» Instructions for the task
Find the line containing "Could you please pick out the storefront". Reproduce it and every line after it up to the end of the records, exactly as written.

» Data extracts
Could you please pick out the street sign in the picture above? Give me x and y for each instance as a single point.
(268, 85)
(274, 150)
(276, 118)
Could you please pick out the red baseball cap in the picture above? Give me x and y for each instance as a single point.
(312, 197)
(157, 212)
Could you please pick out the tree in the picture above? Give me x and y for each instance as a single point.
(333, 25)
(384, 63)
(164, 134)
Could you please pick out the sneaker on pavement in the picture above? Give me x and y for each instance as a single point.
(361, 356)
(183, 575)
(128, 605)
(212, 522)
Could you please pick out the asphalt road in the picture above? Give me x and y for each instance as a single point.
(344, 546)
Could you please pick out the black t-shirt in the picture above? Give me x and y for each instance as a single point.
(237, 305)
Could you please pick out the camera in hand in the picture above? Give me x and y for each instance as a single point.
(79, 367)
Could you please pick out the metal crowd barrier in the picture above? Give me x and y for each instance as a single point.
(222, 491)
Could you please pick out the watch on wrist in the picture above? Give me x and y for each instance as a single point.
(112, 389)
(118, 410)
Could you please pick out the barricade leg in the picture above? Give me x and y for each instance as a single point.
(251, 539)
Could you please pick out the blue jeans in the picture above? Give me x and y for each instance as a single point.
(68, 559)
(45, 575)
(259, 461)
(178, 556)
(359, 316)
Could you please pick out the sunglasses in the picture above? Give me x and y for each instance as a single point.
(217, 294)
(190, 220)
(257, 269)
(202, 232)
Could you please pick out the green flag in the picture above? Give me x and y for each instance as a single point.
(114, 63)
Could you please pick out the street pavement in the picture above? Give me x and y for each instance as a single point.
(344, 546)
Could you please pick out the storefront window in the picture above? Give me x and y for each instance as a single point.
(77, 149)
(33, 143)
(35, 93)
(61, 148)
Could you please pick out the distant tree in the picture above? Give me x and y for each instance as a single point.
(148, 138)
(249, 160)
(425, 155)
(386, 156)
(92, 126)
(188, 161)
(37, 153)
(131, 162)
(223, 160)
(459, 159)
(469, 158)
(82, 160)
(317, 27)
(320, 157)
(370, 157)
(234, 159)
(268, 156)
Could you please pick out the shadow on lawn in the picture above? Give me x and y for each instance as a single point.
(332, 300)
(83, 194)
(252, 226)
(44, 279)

» Problem solution
Could you please pick out the storefront window in the picture above? Give me x and y for each instance as a single point.
(77, 149)
(33, 143)
(35, 93)
(61, 148)
Could you please pick out the distant tree in the picture above? Give me x and y for each instance as a single point.
(148, 138)
(249, 160)
(425, 155)
(386, 156)
(92, 126)
(188, 161)
(37, 153)
(131, 162)
(223, 160)
(459, 159)
(469, 158)
(82, 160)
(317, 27)
(320, 157)
(370, 157)
(234, 159)
(268, 156)
Could you please pick out the shadow on lawn in the picture above? Give me x and y for each instance as a single point.
(332, 300)
(83, 194)
(252, 226)
(44, 279)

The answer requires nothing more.